> [Exercise aim]: Reproduce verbatim the final portion of the material below, from the line containing "request: draw the outline of every instance of the stone" through its last line, and nothing else.

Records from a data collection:
>>>>
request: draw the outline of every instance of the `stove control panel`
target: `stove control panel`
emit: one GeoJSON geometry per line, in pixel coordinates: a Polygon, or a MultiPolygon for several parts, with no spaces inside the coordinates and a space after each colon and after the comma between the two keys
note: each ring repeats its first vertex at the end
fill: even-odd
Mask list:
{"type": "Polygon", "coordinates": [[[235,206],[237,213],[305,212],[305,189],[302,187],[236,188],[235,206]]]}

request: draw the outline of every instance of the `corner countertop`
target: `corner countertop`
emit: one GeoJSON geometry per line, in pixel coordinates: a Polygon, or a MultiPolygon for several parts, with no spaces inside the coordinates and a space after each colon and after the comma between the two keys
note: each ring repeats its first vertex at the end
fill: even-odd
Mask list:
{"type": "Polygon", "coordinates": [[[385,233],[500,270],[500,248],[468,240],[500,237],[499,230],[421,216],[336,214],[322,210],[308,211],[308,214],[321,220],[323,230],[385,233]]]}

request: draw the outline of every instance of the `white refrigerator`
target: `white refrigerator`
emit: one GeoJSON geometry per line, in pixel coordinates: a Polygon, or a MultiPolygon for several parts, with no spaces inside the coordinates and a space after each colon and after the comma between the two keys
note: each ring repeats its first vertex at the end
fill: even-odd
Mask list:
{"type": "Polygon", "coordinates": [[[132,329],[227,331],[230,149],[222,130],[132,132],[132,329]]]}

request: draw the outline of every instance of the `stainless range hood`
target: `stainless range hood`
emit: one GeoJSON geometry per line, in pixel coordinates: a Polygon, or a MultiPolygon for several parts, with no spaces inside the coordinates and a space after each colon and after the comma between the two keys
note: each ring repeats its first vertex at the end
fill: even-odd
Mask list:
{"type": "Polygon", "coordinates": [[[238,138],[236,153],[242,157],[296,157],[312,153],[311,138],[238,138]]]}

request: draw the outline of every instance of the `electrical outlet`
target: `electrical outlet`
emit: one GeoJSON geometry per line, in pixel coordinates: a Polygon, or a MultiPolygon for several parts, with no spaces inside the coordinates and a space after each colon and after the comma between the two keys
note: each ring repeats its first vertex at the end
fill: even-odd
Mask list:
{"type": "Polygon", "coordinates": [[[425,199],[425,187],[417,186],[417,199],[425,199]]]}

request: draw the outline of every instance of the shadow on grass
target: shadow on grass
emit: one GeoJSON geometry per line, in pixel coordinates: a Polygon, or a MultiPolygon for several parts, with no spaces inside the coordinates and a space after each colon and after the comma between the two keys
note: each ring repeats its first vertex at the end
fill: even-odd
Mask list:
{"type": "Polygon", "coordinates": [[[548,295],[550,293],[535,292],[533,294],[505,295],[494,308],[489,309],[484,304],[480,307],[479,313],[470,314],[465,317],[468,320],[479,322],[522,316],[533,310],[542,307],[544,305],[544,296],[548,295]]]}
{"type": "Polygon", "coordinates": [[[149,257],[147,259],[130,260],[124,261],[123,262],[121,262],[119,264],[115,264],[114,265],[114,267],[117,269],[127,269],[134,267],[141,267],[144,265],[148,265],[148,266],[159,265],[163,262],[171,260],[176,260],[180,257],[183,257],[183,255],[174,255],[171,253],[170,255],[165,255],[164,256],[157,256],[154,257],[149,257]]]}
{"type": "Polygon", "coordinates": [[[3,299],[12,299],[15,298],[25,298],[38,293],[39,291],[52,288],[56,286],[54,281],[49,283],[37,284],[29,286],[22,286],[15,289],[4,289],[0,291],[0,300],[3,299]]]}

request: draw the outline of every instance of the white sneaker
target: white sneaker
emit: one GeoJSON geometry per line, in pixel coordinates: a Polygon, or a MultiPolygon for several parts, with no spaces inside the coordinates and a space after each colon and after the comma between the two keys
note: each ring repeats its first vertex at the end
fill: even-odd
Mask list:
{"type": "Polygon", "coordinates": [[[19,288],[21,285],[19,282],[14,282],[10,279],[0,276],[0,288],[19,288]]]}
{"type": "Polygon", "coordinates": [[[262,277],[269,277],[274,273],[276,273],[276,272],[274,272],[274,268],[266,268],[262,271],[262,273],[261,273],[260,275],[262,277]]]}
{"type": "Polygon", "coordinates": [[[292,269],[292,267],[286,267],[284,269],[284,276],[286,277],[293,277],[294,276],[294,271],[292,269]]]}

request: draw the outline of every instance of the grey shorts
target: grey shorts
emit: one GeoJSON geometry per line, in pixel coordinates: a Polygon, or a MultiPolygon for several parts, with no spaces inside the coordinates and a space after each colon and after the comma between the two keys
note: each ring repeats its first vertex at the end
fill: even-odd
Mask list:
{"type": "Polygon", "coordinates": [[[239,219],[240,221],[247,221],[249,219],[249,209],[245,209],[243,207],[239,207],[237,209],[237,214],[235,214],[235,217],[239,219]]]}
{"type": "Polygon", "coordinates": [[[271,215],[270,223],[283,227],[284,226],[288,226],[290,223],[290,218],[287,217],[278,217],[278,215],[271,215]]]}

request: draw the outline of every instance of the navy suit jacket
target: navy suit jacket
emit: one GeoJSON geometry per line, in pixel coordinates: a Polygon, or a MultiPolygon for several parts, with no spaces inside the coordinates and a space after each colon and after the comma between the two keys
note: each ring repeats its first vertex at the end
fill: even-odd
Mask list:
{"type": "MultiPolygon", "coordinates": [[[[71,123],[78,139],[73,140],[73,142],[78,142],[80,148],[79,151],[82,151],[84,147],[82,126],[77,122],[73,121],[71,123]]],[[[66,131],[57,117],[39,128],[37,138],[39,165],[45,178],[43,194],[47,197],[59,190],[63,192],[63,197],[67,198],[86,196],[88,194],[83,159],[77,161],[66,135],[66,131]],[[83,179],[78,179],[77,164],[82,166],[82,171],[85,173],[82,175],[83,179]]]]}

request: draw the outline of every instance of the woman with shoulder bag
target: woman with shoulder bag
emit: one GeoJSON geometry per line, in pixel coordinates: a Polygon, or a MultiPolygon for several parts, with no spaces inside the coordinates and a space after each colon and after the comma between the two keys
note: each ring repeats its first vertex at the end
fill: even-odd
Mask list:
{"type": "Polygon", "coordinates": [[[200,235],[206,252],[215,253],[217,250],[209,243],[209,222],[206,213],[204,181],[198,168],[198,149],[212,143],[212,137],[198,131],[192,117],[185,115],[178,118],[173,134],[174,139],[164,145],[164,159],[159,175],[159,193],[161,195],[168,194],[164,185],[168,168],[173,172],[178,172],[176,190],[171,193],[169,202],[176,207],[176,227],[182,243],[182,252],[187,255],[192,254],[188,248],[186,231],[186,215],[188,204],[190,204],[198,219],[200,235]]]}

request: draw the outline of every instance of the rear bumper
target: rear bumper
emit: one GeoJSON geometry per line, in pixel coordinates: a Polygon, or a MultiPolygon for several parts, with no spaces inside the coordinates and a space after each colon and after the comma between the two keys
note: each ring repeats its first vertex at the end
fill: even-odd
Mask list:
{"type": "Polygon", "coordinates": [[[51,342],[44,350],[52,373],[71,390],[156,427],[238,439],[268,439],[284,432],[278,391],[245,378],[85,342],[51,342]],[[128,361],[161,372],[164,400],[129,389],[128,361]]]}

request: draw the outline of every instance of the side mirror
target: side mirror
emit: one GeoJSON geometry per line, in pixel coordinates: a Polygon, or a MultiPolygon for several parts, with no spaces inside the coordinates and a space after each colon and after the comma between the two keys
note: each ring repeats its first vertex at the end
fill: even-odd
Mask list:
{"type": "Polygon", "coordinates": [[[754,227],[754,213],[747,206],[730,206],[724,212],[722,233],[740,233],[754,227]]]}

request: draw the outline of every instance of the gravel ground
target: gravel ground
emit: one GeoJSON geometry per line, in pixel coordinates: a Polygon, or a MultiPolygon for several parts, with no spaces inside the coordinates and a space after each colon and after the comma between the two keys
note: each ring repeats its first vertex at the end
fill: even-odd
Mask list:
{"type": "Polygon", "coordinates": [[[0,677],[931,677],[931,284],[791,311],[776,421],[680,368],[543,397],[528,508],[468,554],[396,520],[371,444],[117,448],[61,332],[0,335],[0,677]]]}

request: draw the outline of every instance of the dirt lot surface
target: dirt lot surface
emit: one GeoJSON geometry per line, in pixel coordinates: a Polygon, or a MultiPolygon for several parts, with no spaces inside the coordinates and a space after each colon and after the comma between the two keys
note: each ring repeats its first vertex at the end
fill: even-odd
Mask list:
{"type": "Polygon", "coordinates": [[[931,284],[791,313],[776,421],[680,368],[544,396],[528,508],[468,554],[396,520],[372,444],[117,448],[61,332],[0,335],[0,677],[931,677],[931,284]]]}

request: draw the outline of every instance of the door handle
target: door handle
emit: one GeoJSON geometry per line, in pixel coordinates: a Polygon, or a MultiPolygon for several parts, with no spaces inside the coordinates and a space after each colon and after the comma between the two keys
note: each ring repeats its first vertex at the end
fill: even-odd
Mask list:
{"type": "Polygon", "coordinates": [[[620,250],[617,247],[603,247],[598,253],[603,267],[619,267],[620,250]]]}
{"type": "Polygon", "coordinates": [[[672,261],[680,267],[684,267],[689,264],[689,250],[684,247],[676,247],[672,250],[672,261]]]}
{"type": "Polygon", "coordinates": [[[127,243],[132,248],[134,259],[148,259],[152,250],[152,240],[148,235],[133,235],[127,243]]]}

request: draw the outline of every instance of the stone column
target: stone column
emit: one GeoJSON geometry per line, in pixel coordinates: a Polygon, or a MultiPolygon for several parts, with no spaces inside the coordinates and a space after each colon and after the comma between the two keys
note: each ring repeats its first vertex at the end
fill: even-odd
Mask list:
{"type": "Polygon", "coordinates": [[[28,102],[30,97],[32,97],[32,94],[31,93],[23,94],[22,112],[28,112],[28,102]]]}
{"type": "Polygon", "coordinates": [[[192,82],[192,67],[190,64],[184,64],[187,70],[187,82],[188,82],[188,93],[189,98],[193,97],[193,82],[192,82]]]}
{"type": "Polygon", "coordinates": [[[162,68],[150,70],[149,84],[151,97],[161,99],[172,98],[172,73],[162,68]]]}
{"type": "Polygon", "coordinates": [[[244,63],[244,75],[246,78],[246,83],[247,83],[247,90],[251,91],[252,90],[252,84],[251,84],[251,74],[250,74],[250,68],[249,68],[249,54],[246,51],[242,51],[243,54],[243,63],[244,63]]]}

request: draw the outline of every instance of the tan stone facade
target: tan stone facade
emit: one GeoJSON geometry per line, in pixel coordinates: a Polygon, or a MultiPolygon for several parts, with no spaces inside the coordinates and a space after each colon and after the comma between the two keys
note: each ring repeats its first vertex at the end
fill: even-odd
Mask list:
<<<<
> [Response to the task]:
request: draw the outline of every instance of the stone column
target: stone column
emit: one GeoJSON geometry per line, in pixel coordinates: a Polygon, or a MultiPolygon for several parts, with no spaces inside the coordinates and a space after each colon and after the comma between the two keys
note: each ring repeats its first vertex at the end
fill: even-odd
Mask list:
{"type": "Polygon", "coordinates": [[[28,102],[30,97],[32,97],[32,94],[31,93],[23,94],[22,112],[28,112],[28,102]]]}
{"type": "Polygon", "coordinates": [[[192,82],[192,67],[190,64],[184,64],[187,70],[187,82],[188,82],[188,93],[189,98],[193,97],[193,82],[192,82]]]}
{"type": "Polygon", "coordinates": [[[162,68],[150,70],[149,84],[151,97],[161,99],[172,98],[172,73],[162,68]]]}
{"type": "Polygon", "coordinates": [[[244,63],[244,75],[246,78],[246,83],[247,83],[247,90],[251,91],[252,90],[252,84],[251,84],[251,74],[250,74],[250,68],[249,68],[249,54],[246,51],[242,51],[243,54],[243,63],[244,63]]]}

request: draw the outline of every instance of the tan stone facade
target: tan stone facade
emit: one GeoJSON geometry per line, in pixel coordinates: a Polygon, or a MultiPolygon for several parts, with no spaces inside the coordinates and a space after each colon and after the comma between the two keys
note: each ring repeats its first vertex at the end
fill: even-odd
Mask list:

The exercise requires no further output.